▸ **Objective**: Keep only the lines of the rows below that contain the string "serving".

▸ **Material for this exercise**:
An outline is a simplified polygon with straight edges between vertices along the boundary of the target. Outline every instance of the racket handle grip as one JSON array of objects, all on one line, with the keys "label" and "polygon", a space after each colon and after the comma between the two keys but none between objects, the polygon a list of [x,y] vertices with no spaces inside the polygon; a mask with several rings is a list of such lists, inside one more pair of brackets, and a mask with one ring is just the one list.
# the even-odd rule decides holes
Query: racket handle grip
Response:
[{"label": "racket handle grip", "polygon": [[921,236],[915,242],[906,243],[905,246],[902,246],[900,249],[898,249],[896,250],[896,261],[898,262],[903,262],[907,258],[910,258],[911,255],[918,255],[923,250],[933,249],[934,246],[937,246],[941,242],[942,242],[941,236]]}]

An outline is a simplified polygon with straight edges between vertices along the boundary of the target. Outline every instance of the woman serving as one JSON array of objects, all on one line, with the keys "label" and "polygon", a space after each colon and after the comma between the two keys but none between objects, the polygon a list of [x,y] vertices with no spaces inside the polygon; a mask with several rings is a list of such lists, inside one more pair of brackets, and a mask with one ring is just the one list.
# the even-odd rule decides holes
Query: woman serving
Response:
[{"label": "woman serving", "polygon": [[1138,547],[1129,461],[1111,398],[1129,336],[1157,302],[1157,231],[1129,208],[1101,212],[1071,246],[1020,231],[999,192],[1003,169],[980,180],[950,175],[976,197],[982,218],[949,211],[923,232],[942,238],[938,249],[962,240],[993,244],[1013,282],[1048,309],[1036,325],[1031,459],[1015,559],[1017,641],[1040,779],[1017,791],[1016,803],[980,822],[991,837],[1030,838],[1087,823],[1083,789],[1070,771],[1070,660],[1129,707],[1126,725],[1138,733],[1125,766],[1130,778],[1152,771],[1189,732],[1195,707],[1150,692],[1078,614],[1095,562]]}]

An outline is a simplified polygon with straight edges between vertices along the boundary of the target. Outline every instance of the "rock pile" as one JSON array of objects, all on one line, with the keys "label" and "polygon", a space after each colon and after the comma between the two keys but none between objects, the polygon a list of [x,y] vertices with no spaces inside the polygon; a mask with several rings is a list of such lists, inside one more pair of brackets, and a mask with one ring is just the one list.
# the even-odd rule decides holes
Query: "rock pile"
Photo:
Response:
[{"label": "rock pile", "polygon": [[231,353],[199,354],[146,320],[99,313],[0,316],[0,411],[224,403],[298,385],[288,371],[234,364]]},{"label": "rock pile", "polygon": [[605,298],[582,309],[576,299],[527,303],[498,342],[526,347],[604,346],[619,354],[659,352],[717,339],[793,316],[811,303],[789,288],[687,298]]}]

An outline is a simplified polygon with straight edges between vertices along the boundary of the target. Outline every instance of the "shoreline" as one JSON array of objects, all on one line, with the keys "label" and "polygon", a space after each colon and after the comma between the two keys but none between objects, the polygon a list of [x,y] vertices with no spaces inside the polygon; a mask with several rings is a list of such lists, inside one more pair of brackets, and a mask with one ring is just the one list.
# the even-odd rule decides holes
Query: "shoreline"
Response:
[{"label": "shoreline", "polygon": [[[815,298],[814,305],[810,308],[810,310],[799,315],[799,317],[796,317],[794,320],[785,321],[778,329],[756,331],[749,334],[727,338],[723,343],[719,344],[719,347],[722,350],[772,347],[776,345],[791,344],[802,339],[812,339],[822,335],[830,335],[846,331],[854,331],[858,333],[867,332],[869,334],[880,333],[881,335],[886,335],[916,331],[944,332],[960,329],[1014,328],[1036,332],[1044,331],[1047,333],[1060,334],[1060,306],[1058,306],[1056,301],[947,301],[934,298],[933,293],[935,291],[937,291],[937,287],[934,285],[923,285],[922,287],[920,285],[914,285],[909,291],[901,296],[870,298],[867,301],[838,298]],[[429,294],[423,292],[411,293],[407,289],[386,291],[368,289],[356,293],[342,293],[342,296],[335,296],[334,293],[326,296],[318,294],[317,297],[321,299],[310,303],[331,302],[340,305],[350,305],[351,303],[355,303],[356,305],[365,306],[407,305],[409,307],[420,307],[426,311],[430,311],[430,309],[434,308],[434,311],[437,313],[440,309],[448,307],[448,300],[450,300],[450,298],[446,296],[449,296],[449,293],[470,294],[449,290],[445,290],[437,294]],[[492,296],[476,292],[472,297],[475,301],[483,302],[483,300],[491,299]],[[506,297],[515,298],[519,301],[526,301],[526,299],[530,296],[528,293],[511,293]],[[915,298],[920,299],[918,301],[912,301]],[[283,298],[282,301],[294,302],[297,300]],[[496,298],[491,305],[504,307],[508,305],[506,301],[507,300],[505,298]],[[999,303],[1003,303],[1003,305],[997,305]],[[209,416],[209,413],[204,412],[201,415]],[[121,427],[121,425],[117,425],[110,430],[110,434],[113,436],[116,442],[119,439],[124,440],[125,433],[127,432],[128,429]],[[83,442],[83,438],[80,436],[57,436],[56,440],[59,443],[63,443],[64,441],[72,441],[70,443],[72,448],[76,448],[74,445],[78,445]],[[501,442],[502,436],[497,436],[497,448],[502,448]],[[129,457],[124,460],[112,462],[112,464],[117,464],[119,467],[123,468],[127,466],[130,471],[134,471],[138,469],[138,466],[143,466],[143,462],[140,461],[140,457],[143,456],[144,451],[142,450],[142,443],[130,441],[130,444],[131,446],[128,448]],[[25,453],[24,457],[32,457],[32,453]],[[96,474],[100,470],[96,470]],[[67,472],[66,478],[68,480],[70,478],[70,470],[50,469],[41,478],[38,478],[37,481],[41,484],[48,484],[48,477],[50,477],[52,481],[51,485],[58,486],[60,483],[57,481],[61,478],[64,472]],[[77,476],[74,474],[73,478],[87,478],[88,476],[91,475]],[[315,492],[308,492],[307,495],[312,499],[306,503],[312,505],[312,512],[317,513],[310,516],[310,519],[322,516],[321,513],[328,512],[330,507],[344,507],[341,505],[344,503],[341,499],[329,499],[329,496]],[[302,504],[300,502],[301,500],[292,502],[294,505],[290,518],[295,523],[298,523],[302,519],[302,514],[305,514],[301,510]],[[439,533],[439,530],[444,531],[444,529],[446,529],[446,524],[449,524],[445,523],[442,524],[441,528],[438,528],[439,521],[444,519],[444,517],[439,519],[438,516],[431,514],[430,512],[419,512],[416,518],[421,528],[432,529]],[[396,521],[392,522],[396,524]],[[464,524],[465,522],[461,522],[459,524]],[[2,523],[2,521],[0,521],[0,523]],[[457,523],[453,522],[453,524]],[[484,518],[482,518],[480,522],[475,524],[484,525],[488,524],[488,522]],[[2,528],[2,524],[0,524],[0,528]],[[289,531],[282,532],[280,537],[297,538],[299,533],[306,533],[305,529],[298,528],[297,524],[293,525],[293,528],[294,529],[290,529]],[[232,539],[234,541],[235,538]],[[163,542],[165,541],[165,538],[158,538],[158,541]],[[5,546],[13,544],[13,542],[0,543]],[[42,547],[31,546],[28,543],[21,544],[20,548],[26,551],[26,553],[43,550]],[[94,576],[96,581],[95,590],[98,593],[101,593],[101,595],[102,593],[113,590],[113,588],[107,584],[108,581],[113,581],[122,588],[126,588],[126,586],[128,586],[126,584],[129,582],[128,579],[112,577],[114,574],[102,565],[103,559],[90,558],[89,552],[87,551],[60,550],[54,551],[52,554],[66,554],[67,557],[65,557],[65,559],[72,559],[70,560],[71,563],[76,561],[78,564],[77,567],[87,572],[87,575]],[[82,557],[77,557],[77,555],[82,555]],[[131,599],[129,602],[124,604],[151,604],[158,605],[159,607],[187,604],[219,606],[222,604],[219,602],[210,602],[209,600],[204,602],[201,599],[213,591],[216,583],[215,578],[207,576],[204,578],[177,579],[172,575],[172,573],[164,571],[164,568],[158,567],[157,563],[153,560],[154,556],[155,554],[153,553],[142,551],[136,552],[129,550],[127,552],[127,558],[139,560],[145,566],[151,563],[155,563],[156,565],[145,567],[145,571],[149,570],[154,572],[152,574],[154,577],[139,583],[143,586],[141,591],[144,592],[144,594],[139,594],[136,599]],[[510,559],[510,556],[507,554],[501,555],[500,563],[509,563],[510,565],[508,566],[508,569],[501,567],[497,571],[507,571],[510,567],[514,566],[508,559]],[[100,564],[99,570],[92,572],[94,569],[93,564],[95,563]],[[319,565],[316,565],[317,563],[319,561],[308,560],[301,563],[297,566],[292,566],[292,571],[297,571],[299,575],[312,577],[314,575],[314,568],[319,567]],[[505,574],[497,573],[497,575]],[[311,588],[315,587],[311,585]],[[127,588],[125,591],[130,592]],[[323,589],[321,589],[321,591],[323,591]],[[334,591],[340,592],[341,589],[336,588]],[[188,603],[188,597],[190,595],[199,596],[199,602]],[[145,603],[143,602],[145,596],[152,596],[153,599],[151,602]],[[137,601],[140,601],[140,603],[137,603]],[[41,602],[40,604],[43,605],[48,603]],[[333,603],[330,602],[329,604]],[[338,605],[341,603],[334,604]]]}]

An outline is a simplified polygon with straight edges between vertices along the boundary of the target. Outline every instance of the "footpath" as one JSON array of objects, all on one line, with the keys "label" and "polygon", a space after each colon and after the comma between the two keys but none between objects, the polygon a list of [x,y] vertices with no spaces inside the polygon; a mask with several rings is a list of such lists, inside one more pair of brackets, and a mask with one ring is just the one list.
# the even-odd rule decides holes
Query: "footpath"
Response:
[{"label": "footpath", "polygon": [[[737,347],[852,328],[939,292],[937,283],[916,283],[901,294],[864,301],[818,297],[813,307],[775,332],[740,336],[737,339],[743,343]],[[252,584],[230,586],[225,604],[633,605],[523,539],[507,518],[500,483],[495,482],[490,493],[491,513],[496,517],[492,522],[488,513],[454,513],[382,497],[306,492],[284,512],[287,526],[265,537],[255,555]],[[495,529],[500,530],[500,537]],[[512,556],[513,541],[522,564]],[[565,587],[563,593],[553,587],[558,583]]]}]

▸ **Answer in full**:
An outline is a simplified polygon with straight edges between vertices along the boundary of the target. Outline every instance of the woman serving as one JSON array of objects, all on one line, with the keys "label" and "polygon", a space after each colon and after the comma between the two keys but none between objects, the polygon a list of [x,y] vertices with no spaces inside the polygon; a mask with several rings is a list of such lists, inside one more pair of brackets, and a mask with one ring is just the one list.
Query: woman serving
[{"label": "woman serving", "polygon": [[1138,547],[1129,461],[1111,398],[1129,336],[1157,302],[1157,231],[1129,208],[1101,212],[1071,246],[1020,231],[999,192],[1003,169],[980,180],[950,175],[976,197],[982,218],[949,211],[923,232],[942,238],[938,249],[962,240],[993,244],[1013,282],[1048,309],[1036,325],[1031,459],[1015,559],[1017,641],[1040,779],[1017,791],[1016,803],[980,822],[991,837],[1030,838],[1087,823],[1083,789],[1070,771],[1070,660],[1129,707],[1126,725],[1138,733],[1125,766],[1130,778],[1152,771],[1189,732],[1195,707],[1150,692],[1078,614],[1095,562]]}]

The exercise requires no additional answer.